** Document text follows **

Tech Index 2022: CybersecurityNo respite in struggle to stay cyber secure
Businesses are caught in an uncomfortable pincer movement as they battle to stay cyber secure.
On one side they face ever more sophisticated threats from criminal and state-sponsored hackers using increasingly sophisticated technology to exfiltrate data.
The move to remote working during the pandemic has exposed new vulnerabilities in cyber defences that few organizations anticipated in their pre-COVID-19 incident response planning.
Hackers have been quick to exploit these weaknesses and we’ve seen a huge spike in ransomware attacks. Once the tactic was to lock up corporate networks to extort a ransom. These days, with value of data rising rapidly, they are more likely to suck data out of corporate networks, threatening to sell it on to third parties or to publish it on the dark web.
For every advance in cybersecurity systems, there is an equally speedy development in attack technology – a vicious arms race that shows no sign of abating.
“The move to remote working during the pandemic has exposed new vulnerabilities in cyber defences.”
At the same time, businesses are facing increasingly tough regulatory sanctions if they fall victim to an attack or suffer a breach.

** End of Document text **

What the task asks => Carry the cybersecurity article forward from its last sentence, adding a few more sentences in the same style.

** Available data follows **

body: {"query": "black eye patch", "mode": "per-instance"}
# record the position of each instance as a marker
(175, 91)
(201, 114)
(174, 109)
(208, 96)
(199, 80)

** End of Available data **

Response area =>
Data Protection regulators have found their teeth and are imposing increasingly punishing fines. In addition, they continue to tighten up rules within existing regulatory regimes.
The EU’s General Data Protection Regulation (GDPR) gives businesses a 72-hour window to report breaches. But in a recent decision, Ireland’s Data Protection Commission indicated that the 72-hour notification period should start not from when the breach was discovered, but when it ought to have been discovered.
One of the strictest conditions of GDPR has suddenly got stricter.
The conflict in Ukraine has also raised new regulatory issues. The threat of state-sponsored cyber-attacks has obviously risen, but regulators are also taking a very hard stand if they uncover evidence that ransoms have been paid to sanctioned organizations.
Confidence high, despite threat levels
Given these twin challenges, our survey results are in some ways surprising. Companies express increasing confidence that EU and national regulation are having a positive impact on growth, (65% and 71%, respectively).
That is perhaps an indication that companies are getting used to operating in this highly regulated environment.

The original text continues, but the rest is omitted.